◆ Exercise instructions
Can you put the records below, everything from the line containing "Target: white petal" down to the line containing "(1174, 507)", into a two-column CSV with the headers record_text and answer? Give one row per record, with each field quoted and line breaks turned into spaces.

◆ Extracted entries
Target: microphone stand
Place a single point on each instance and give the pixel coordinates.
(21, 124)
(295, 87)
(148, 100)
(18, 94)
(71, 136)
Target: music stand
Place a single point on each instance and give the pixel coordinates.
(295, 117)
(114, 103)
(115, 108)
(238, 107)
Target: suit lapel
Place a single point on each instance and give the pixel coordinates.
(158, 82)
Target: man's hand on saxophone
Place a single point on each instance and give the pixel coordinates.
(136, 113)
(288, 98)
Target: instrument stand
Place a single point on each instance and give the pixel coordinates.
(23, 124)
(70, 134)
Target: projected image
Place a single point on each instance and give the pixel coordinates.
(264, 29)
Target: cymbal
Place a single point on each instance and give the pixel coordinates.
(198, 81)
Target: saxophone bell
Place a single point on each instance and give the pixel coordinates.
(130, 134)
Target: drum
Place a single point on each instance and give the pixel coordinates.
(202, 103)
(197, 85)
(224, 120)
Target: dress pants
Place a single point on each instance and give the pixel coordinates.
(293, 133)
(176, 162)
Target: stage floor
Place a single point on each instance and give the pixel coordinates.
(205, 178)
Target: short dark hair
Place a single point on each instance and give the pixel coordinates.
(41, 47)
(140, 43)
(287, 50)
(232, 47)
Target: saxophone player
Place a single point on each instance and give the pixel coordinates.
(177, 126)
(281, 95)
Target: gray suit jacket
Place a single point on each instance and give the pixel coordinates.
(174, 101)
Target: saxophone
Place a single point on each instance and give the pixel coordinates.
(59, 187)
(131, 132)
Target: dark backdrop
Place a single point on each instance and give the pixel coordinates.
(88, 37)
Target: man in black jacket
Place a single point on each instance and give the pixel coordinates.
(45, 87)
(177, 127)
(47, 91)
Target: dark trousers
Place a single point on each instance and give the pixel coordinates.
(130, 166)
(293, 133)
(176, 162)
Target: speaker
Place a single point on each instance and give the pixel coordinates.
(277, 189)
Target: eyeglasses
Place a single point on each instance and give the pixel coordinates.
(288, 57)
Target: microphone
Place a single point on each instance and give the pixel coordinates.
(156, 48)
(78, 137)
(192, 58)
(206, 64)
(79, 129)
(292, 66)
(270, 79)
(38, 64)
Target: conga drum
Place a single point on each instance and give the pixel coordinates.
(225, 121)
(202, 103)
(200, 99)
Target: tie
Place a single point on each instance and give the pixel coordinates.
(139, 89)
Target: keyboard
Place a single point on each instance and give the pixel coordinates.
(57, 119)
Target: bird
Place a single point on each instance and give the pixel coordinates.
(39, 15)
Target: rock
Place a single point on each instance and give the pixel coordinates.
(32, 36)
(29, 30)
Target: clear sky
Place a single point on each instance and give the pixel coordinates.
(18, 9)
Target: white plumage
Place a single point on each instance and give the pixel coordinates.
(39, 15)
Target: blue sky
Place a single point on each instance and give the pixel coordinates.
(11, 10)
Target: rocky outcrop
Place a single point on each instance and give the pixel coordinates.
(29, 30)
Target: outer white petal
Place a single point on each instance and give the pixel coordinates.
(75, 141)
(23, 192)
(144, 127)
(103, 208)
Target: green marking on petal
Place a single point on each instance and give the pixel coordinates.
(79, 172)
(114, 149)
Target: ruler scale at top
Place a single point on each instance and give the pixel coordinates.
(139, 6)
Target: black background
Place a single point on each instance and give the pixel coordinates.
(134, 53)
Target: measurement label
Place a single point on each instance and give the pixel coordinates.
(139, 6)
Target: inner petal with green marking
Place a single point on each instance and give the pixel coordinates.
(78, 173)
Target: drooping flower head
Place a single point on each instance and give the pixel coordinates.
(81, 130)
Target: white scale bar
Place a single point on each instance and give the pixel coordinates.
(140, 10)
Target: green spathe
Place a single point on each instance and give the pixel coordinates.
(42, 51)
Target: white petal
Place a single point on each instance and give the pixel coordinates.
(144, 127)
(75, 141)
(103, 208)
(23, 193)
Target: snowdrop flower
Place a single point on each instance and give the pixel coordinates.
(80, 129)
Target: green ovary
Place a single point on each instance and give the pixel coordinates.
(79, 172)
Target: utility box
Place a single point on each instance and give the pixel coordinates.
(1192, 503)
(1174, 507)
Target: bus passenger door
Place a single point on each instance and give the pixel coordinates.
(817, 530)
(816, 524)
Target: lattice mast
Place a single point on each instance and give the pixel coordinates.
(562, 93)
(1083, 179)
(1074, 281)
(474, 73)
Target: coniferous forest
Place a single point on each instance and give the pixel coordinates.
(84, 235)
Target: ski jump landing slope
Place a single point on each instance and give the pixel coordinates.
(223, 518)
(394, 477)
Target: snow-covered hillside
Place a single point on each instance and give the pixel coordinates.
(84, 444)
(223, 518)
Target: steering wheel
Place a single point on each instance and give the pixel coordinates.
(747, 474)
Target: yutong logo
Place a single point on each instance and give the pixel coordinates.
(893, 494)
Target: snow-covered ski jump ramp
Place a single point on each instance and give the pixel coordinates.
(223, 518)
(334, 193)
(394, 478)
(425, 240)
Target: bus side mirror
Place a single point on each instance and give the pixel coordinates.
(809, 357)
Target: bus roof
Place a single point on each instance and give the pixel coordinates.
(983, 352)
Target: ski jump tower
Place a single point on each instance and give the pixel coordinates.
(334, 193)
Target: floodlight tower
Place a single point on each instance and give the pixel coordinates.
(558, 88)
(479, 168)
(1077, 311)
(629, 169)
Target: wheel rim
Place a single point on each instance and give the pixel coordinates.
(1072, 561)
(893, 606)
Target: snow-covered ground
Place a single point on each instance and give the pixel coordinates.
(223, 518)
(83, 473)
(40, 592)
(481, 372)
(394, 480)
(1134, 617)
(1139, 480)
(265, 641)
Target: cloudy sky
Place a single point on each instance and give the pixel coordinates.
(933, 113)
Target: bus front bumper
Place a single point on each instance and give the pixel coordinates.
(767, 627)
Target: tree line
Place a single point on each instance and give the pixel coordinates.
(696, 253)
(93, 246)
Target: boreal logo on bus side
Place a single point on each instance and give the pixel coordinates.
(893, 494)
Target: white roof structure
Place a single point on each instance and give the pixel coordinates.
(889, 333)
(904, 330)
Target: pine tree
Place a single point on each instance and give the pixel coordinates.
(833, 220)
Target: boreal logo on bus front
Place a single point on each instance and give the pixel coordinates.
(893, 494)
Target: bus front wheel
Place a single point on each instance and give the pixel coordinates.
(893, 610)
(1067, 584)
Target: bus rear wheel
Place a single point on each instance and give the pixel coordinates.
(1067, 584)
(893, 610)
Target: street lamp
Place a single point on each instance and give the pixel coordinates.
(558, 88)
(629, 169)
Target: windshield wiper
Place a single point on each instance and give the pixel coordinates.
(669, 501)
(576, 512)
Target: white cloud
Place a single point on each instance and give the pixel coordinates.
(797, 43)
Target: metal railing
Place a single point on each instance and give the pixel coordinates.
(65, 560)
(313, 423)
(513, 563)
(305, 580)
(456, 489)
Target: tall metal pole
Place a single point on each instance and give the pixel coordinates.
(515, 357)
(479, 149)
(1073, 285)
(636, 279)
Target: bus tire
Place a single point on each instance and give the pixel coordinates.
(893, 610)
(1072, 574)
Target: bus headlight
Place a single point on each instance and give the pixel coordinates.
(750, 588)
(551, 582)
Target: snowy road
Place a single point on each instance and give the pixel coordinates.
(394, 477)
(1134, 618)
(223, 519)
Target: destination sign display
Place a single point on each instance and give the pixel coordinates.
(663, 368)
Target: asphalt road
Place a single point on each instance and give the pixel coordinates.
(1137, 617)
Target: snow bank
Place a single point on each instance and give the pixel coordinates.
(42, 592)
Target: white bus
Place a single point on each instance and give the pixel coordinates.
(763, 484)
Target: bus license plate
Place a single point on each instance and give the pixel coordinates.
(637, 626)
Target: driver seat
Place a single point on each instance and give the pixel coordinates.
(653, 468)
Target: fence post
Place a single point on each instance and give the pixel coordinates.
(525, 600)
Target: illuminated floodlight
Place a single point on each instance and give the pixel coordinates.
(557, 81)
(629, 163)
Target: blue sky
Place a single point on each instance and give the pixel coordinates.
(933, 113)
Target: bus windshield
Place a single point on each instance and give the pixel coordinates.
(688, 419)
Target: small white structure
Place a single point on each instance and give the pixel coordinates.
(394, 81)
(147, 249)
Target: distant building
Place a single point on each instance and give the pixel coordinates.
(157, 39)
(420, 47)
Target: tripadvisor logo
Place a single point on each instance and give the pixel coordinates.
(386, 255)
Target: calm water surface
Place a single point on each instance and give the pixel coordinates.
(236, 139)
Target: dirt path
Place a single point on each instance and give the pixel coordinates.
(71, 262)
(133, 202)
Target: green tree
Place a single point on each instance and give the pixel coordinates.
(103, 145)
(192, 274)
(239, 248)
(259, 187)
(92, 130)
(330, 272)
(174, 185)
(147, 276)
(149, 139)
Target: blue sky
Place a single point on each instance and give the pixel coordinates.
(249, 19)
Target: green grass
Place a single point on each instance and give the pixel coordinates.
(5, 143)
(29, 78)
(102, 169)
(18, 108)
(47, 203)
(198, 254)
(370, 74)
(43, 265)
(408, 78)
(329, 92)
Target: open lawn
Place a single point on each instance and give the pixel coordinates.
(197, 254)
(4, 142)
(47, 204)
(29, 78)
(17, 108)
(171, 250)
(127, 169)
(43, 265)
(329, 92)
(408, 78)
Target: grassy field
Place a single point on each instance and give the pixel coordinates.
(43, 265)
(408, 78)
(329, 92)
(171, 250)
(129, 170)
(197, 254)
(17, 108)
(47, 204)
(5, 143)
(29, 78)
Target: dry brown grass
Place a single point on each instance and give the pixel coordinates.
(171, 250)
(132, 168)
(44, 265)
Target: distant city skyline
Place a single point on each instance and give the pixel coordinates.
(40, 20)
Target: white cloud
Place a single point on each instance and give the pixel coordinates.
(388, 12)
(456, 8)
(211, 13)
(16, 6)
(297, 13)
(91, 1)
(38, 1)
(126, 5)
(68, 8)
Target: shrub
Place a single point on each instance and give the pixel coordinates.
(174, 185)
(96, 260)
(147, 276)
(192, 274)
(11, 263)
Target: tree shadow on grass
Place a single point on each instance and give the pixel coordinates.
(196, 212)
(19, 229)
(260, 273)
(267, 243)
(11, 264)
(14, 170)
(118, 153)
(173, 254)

◆ Solution to this task
record_text,answer
"Target: white petal Place a single point on each instance and give the pixel coordinates.","(144, 127) (75, 141) (103, 208) (23, 193)"
"Target: snowdrop flower Place a single point on each instance and give the pixel coordinates.","(80, 129)"
"Target: green ovary Place a single point on each instance and give the pixel coordinates.","(79, 172)"
"Target: utility box Place a single point on each instance and give the pixel coordinates.","(1192, 503) (1174, 507)"